┌────────

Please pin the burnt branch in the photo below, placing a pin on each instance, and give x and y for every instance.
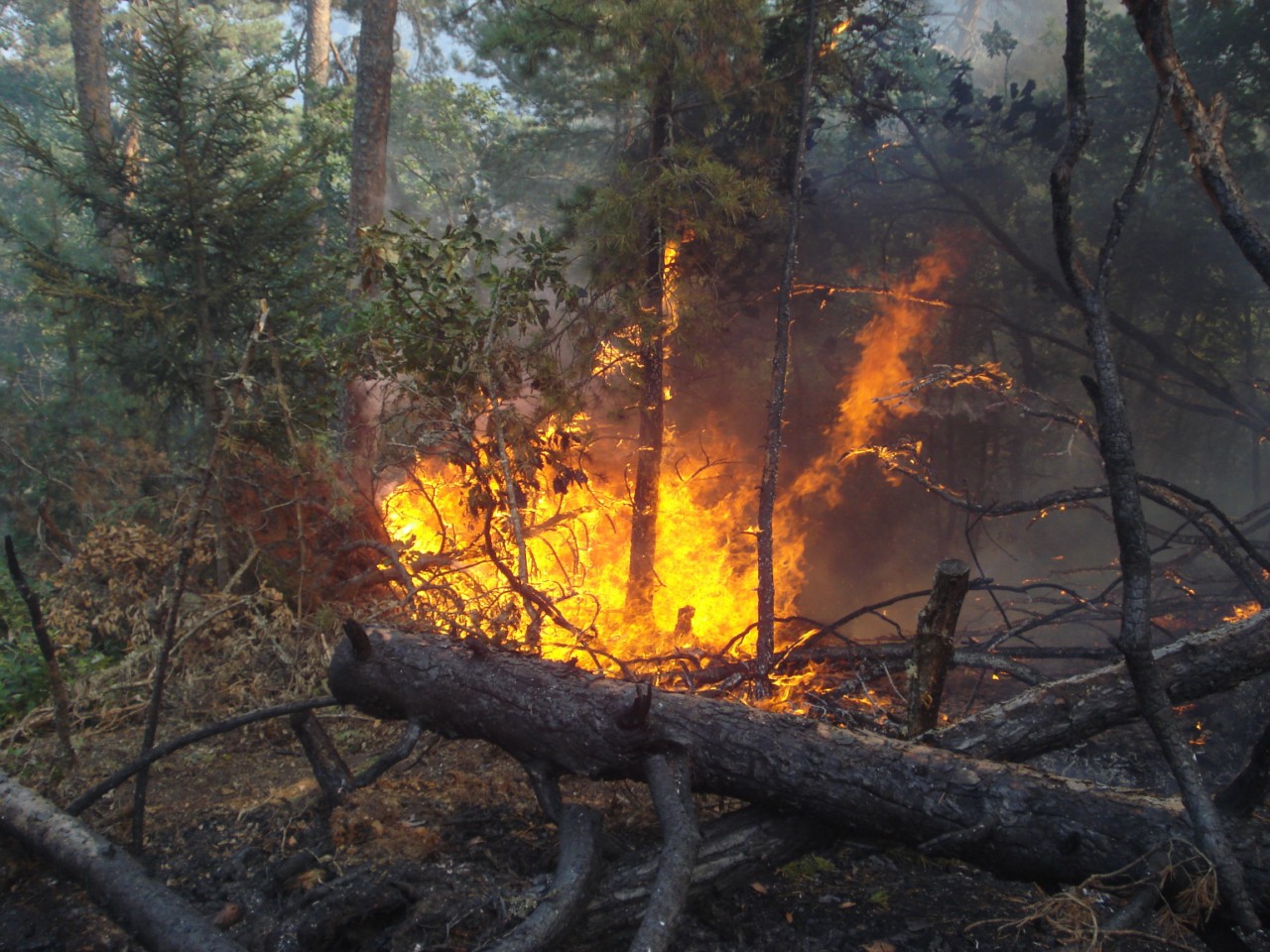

└────────
┌────────

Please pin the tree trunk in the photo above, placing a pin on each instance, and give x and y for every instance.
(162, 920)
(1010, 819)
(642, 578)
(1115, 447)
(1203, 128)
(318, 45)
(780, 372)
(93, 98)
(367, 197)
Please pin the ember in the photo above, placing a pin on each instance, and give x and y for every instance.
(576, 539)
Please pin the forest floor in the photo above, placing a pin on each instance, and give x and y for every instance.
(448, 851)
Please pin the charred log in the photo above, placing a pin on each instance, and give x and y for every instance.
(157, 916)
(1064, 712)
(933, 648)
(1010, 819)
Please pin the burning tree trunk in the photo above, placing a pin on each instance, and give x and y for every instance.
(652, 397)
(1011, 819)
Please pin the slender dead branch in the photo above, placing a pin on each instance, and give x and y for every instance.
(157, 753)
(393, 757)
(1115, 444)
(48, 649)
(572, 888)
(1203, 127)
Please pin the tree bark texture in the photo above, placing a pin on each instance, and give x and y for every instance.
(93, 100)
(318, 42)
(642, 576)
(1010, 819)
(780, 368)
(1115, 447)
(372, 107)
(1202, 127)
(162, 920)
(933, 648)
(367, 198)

└────────

◆ Set exercise ◆
Reproduce the entries starting with the line that contains "Please pin the charred" and going on through the line that contains "(1203, 127)", with "instance" swapped for "occurrence" and everything else left unchanged.

◆ Response ◆
Please pin the charred log in the photo above, placing a pin on each occurrence, and give x and y for every occurrence.
(157, 916)
(1064, 712)
(933, 648)
(1010, 819)
Please pin the burning tree trunk in the photo above, placing a pin on each occurrence, and give x and y for every occurrence.
(652, 397)
(1011, 819)
Please pin the slender dead branch in the photo above, placing a pin on each occurrence, and give x and y for every occurrence.
(157, 753)
(393, 757)
(1115, 444)
(48, 649)
(572, 888)
(1203, 127)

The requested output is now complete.